--- Start of PAGE EXTRACT ---
Right now it looks like the four horsemen of the ..............

Regardless, those of you attending will be able to make the necessary points!


----------



## vegas paul

Fearsome foursome?  Personally, I'd say they're already outnumbered!


----------



## Frank

I will be there.

Be nice to meet some of you guys.

Frank


----------



## Mule

Frank said:
			
		

> I will be there.Be nice to meet some of you guys.
> 
> Frank


Just some of us??? Which ones are you not wanting to meet?????    Okay....you don't have to name names!


----------



## Frank

Some of the guys on the BB --the ones on the list of attendees--LOL


----------



## Uncle Bob

Welcome aboard Frank,

Ok, Frank makes five and JP Ranch makes 6.

We need one more for the "Magnificent Seven".

Uncle Bob


----------



## Code Neophyte

A neophyte will be there to counterbalance all of you seasoned experts!


----------



## Uncle Bob

Welcome Code Neophyte,

That makes six. Where you coming from? I may be the only one with a vehicle.

Here is where we will be staying; and, some eating places nearby;

http://www.marriott.com/hotels/hotel-information/restaurant/denap-courtyard-denver-airport/

I think we will have more,

Uncle Bob


----------



## jpranch

Thanks UB. I'll be there! Looking forward to meeting all of you. Not really sure of the direction this will take? You know... Fool me once shame on you... fool me twice shame on me.


----------



## RJJ

Make sure you take some BB card JP.


----------



## jpranch

LOL. I do beleive that, that would go over like a turd in a punch bowl! Maybe I'll do it!!!


----------



## Uncle Bob

I know of one more that is going; but, will let them identify themselves.  If someone decides to cancel; please tell Valerie about Fatboy to take your place.

Uncle Bob


----------



## Code Neophyte

Flying out of St. Louis.  Not sure how early I'll be there on Wednesday night.  They said something about a "Welcoming Reception"?


----------



## jpranch

UB, Perhaps I could (or somebody else?) check with Valerie tomorrow. Sure would like to see fatboy there. fatboy, pm me with your contact info if you are interested.

Post Script: To rjj & jar, I do not sell out. I would hope from my posts that you know.


----------



## peach

I'll be there too... wednesday evening.. see U there


----------



## vegas paul

Peach - do you recall all the action items and promises that were made in Baltimore when we met with Dominic Sims about this very topic? It would be interesting to start the discussion with those!
--- End of PAGE EXTRACT ---
▶ TASK LIST:
**1)** Answer these questions about the forum thread:
(a) Which city is Code Neophyte flying out of?
(b) If someone cancels, whom does Uncle Bob say to tell about Fatboy?
(c) Whom did vegas paul say they met with in Baltimore?
**2)** Transcribe the part of the forum thread that opens with the words containing "We need one" and closes with "you seasoned experts!".
--- Start of PROVIDED MATERIAL ---
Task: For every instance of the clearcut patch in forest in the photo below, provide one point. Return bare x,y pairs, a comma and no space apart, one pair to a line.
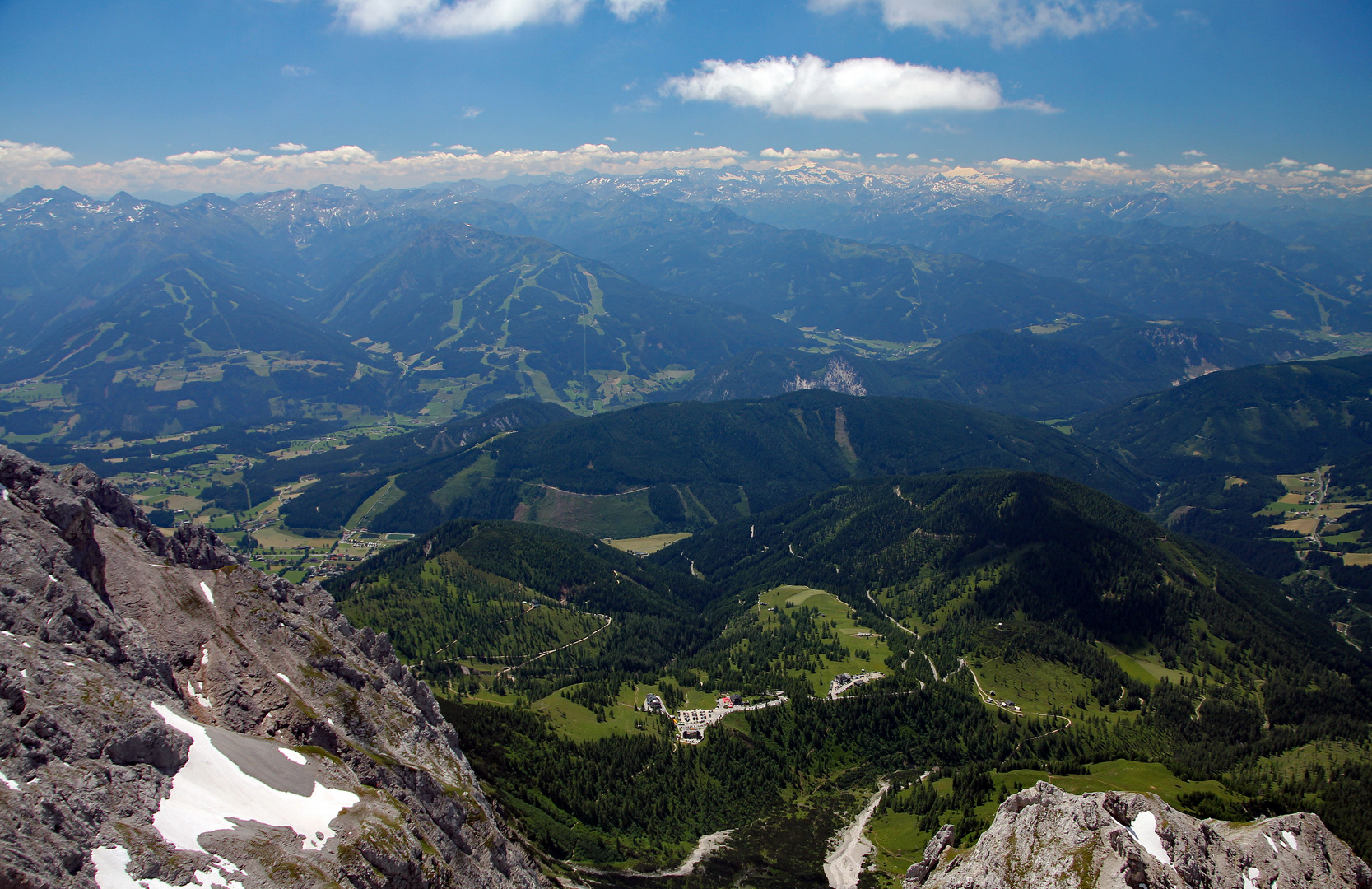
855,646
646,545
613,516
--- End of PROVIDED MATERIAL ---
▶ THE SOLUTIONS:
**1)**
(a) St. Louis
(b) Valerie
(c) Dominic Sims

**2)**
We need one more for the "Magnificent Seven".

Uncle Bob


----------



## Code Neophyte

A neophyte will be there to counterbalance all of you seasoned experts!